--- Material ---

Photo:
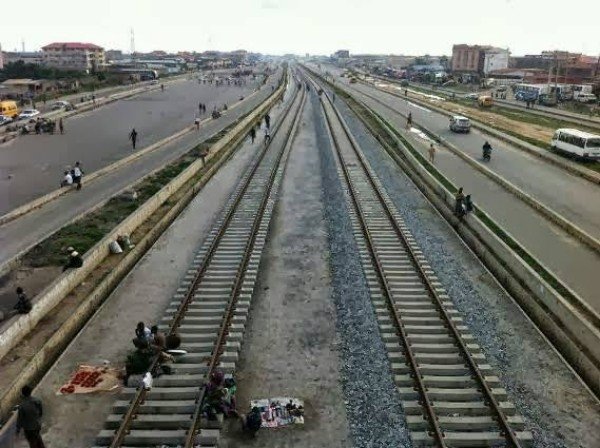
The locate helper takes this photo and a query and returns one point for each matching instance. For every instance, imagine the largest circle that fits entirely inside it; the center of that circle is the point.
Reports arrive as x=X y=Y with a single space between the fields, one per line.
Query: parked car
x=28 y=113
x=458 y=123
x=485 y=101
x=61 y=105
x=587 y=98
x=4 y=120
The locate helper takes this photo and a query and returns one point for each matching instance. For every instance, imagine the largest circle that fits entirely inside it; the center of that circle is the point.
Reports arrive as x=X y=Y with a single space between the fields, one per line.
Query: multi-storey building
x=74 y=56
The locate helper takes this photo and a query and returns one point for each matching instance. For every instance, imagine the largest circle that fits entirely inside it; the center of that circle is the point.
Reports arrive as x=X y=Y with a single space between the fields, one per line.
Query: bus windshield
x=593 y=143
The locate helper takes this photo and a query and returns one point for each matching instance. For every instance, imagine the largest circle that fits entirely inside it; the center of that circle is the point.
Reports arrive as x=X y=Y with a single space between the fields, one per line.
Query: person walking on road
x=431 y=153
x=77 y=174
x=29 y=418
x=67 y=179
x=133 y=137
x=459 y=199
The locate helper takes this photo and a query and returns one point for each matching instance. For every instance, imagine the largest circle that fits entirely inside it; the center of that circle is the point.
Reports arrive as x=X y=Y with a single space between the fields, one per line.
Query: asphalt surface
x=570 y=196
x=27 y=230
x=569 y=259
x=75 y=420
x=32 y=165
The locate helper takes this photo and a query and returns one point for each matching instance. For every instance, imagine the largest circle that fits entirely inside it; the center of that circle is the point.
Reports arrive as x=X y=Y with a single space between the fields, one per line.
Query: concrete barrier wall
x=55 y=292
x=571 y=330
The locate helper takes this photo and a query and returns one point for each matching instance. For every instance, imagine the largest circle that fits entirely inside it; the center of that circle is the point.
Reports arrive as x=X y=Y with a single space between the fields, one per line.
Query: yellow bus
x=9 y=109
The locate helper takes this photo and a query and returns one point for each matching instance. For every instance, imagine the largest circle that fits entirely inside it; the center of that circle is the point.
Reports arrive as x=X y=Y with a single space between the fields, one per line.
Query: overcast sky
x=307 y=26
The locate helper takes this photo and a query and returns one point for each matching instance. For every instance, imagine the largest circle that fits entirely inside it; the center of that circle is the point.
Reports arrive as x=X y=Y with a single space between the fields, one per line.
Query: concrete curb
x=55 y=292
x=67 y=331
x=570 y=167
x=571 y=228
x=36 y=203
x=572 y=327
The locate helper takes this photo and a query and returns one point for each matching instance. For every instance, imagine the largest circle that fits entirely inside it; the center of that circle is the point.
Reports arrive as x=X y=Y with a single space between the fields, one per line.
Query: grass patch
x=381 y=133
x=87 y=231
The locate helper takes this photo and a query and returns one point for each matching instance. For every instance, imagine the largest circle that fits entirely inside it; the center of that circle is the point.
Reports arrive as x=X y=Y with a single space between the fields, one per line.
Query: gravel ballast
x=558 y=409
x=373 y=407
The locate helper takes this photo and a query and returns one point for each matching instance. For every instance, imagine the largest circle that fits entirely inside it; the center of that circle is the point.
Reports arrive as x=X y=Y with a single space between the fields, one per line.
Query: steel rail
x=141 y=393
x=214 y=361
x=490 y=400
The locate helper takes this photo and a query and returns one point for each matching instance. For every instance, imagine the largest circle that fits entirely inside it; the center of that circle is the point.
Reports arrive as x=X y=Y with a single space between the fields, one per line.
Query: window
x=593 y=143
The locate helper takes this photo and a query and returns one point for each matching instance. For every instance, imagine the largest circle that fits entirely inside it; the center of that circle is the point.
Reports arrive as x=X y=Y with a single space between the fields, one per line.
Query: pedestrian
x=75 y=261
x=133 y=137
x=29 y=418
x=67 y=179
x=468 y=204
x=459 y=198
x=23 y=305
x=77 y=175
x=431 y=153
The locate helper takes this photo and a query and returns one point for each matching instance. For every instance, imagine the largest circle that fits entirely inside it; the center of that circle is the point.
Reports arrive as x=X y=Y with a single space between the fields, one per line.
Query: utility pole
x=132 y=44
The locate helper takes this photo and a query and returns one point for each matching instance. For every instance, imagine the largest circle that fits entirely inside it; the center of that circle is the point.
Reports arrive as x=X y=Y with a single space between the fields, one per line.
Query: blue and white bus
x=574 y=141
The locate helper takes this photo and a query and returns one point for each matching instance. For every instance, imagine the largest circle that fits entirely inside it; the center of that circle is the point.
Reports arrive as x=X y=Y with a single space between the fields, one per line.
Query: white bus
x=573 y=141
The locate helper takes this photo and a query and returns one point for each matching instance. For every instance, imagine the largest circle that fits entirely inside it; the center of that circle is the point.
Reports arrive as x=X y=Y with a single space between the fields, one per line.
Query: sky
x=309 y=26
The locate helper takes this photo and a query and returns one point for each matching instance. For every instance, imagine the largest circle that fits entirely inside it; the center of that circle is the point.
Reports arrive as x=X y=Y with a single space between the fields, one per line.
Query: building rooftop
x=72 y=46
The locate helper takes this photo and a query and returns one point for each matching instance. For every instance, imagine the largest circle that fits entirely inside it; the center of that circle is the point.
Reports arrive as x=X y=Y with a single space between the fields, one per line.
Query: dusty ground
x=73 y=421
x=290 y=347
x=541 y=133
x=32 y=280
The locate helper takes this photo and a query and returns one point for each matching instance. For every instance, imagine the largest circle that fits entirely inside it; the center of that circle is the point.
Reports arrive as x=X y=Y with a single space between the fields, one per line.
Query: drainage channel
x=208 y=311
x=451 y=396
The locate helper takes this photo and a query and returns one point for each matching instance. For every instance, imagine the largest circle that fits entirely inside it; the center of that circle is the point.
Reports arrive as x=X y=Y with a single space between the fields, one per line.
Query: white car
x=587 y=98
x=28 y=113
x=60 y=105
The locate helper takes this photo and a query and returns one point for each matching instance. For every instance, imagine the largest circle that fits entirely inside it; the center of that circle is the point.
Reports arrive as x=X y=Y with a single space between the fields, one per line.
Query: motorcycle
x=487 y=154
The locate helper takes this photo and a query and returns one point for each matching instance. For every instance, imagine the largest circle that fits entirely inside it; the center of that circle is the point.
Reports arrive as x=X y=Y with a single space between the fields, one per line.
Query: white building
x=76 y=56
x=495 y=59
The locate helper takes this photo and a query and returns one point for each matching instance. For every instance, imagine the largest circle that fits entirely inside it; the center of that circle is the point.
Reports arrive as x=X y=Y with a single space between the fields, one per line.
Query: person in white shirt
x=77 y=174
x=67 y=180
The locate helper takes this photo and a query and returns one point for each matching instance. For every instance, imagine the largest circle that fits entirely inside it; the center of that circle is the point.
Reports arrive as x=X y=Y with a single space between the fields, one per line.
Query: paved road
x=26 y=231
x=570 y=260
x=32 y=165
x=143 y=295
x=570 y=196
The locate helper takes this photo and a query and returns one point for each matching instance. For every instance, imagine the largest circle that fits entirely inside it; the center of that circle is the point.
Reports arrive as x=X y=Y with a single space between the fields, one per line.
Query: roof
x=20 y=82
x=578 y=133
x=73 y=46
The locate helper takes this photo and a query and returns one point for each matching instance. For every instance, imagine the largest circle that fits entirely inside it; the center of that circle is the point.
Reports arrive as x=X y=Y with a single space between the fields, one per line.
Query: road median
x=568 y=321
x=176 y=195
x=535 y=150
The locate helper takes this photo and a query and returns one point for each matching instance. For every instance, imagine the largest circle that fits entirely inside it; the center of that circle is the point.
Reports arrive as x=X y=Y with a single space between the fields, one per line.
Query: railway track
x=557 y=114
x=451 y=396
x=208 y=310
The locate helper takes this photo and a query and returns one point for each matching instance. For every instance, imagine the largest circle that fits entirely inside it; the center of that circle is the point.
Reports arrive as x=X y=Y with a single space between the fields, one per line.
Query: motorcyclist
x=487 y=150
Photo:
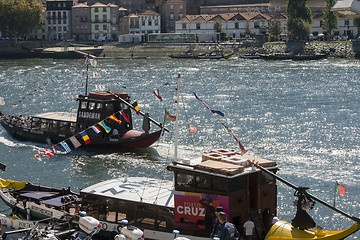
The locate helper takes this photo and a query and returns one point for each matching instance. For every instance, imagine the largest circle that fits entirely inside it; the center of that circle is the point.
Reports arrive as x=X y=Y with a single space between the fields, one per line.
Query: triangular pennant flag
x=340 y=189
x=156 y=92
x=75 y=142
x=106 y=128
x=112 y=117
x=136 y=107
x=47 y=152
x=65 y=146
x=96 y=129
x=85 y=137
x=169 y=117
x=125 y=117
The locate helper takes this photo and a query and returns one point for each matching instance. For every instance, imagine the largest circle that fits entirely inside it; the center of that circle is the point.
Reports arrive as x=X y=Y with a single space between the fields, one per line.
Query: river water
x=304 y=115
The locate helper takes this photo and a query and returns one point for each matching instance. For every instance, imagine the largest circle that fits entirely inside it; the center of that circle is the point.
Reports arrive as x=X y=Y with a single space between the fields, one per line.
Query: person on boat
x=217 y=224
x=249 y=227
x=228 y=230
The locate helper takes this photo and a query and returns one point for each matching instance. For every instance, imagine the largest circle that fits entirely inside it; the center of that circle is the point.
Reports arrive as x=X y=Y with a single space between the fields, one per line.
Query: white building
x=58 y=19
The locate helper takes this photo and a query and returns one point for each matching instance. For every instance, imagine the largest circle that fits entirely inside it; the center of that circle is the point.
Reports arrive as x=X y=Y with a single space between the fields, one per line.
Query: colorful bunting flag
x=240 y=145
x=125 y=117
x=169 y=117
x=47 y=152
x=192 y=129
x=136 y=107
x=75 y=142
x=65 y=146
x=340 y=189
x=106 y=128
x=85 y=137
x=156 y=92
x=96 y=129
x=112 y=117
x=213 y=111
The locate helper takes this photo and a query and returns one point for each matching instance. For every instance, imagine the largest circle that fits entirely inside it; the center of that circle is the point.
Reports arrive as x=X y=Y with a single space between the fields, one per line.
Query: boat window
x=202 y=182
x=109 y=107
x=266 y=179
x=44 y=125
x=83 y=105
x=183 y=179
x=91 y=105
x=219 y=185
x=99 y=106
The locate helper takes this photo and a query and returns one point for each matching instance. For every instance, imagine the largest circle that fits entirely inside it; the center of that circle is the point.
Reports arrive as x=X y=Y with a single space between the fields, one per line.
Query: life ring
x=104 y=226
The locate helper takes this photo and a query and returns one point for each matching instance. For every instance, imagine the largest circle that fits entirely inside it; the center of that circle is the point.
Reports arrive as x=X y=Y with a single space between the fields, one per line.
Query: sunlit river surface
x=303 y=115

---

Your instructions:
Switch "locate helper" to "pointing tool" throughout the listing, from its first line up to and including the line with "x=459 y=199", and change nothing else. Reproduce those lines without the pictures.

Result:
Photo:
The pointing tool takes this photo and a query and returns one point for each matching instance. For every instance, imagine the largest circle that fits entirely inside it; the center of that circle is the point.
Reports arrive as x=X y=Y with a single space between the fields, one per line.
Query: parked car
x=28 y=113
x=458 y=123
x=485 y=101
x=61 y=105
x=587 y=98
x=4 y=120
The pointing tool takes this photo and a query and returns one point for each matching instance. For every instance, imagine the largest circle that fits entirely inside it; the center of that circle is the point.
Reports arrive as x=X y=Y with a single space between the fields, one per line.
Query: multi-storey building
x=74 y=56
The pointing tool takes this photo and a query and returns one point for each matching instance. For every instance, imagine the largest circle that fits entirely inside it; the center of that circle is the point.
Reports arrive as x=X y=Y with a single space between the fields, one per line.
Query: bus windshield
x=593 y=143
The pointing tool takes this photo and a query and returns one point for each matching instance. For every instance, imagine the largest circle that fits entirely inside it; the center of that circle is the point.
Reports arrive as x=X y=Y with a single space between the fields, one per line.
Query: person walking on road
x=431 y=153
x=77 y=174
x=29 y=418
x=67 y=179
x=133 y=137
x=459 y=199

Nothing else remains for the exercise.